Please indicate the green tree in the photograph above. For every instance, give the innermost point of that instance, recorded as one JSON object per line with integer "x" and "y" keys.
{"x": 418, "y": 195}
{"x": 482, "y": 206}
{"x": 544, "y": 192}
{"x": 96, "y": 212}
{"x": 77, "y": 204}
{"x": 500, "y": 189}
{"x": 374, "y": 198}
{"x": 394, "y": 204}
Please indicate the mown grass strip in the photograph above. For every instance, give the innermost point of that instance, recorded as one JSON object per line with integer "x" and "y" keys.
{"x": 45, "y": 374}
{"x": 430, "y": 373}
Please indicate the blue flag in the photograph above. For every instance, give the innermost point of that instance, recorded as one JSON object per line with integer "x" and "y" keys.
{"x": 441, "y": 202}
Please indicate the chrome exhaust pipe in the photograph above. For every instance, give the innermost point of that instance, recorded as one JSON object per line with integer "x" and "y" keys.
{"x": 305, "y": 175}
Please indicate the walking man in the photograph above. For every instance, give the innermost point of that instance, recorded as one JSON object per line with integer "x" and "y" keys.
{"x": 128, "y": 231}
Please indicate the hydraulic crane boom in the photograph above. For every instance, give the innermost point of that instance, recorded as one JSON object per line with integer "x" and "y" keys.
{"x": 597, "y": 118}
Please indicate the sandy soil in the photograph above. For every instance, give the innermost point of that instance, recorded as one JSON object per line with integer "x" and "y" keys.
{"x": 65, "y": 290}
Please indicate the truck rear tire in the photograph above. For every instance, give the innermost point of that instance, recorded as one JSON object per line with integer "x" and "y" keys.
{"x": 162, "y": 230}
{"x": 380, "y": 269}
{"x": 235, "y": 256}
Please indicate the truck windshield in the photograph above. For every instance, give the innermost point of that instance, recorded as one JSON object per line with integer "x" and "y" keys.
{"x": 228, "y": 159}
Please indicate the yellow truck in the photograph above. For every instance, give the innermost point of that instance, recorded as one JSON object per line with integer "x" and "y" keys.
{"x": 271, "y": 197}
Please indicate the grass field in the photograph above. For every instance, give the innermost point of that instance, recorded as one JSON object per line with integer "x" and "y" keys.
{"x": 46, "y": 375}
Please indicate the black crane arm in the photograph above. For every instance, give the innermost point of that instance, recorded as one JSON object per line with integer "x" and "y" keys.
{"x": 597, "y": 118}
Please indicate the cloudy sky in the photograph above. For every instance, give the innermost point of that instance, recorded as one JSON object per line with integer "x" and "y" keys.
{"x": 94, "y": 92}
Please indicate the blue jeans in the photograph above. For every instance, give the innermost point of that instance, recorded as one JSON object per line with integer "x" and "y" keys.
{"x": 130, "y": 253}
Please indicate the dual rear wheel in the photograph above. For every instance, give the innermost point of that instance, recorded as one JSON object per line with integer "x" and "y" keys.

□ □ □

• **Problem details**: Exact copy required. Retype all of the entries word for word.

• **Answer section**:
Please indicate the green tree in the photograph above. For every instance, give the innermost point of that instance, recorded as one JSON object per line with integer "x" and "y" keys.
{"x": 418, "y": 195}
{"x": 482, "y": 206}
{"x": 544, "y": 192}
{"x": 96, "y": 212}
{"x": 77, "y": 204}
{"x": 500, "y": 189}
{"x": 374, "y": 198}
{"x": 394, "y": 204}
Please indicate the mown grass strip in the photograph above. For every instance, give the innermost point of that instance, recorded as one JSON object per line with integer "x" and "y" keys.
{"x": 45, "y": 374}
{"x": 430, "y": 373}
Please indicate the blue flag in the photograph above. For every instance, give the innermost point of that instance, recorded as one JSON object per line with integer "x" and "y" keys.
{"x": 441, "y": 202}
Please indicate the chrome exhaust pipe in the photograph above. For every instance, give the innermost point of that instance, recorded as one JSON object per line with integer "x" and "y" keys.
{"x": 305, "y": 175}
Please indicate the walking man in the photograph above. For every instance, give the innermost point of that instance, recorded as one JSON object per line with integer "x" and "y" keys.
{"x": 128, "y": 231}
Please indicate the hydraulic crane boom in the photograph above. For every instance, give the innermost point of that instance, recorded as one JSON object per line with integer "x" and "y" keys.
{"x": 597, "y": 118}
Please indicate the sandy soil in the photograph above. For every instance, give the innermost point of that instance, recorded as one JSON object per line with integer "x" and "y" keys.
{"x": 65, "y": 290}
Please indicate the truck rear tire in the photograph above. For every instance, give the innermost point of that instance, recorded as one JSON object per line with integer "x" and "y" keys.
{"x": 162, "y": 230}
{"x": 380, "y": 269}
{"x": 235, "y": 256}
Please indicate the truck windshield in the photograph above. For every instance, give the innermost point of that instance, recorded as one JSON object per line with integer "x" and "y" keys.
{"x": 228, "y": 159}
Please indicate the yellow truck in the photograph above. For every instance, give the innermost point of that instance, recorded as one JSON object per line with integer "x" and "y" keys.
{"x": 271, "y": 197}
Please indicate the grass field in the photograph above. For every instance, give the innermost point of that instance, recorded as one JSON object per line with integer "x" and "y" keys.
{"x": 46, "y": 375}
Please indicate the black crane arm in the photograph above. For every instance, give the innermost point of that instance, recorded as one JSON object per line with integer "x" and "y" keys.
{"x": 597, "y": 118}
Please indicate the cloudy sky in the photograph above. For every instance, give the innermost point of that instance, recorded as one JSON object per line with integer "x" and "y" keys.
{"x": 94, "y": 92}
Please indicate the blue jeans in the photograph above. For every instance, give the innermost point of that instance, recorded as one JSON object per line with integer "x" and "y" keys.
{"x": 130, "y": 253}
Please indicate the dual rear wheel in the photograph above. For every instance, give the innermost point of that instance, recorded as one JSON object per line with integer "x" and "y" keys.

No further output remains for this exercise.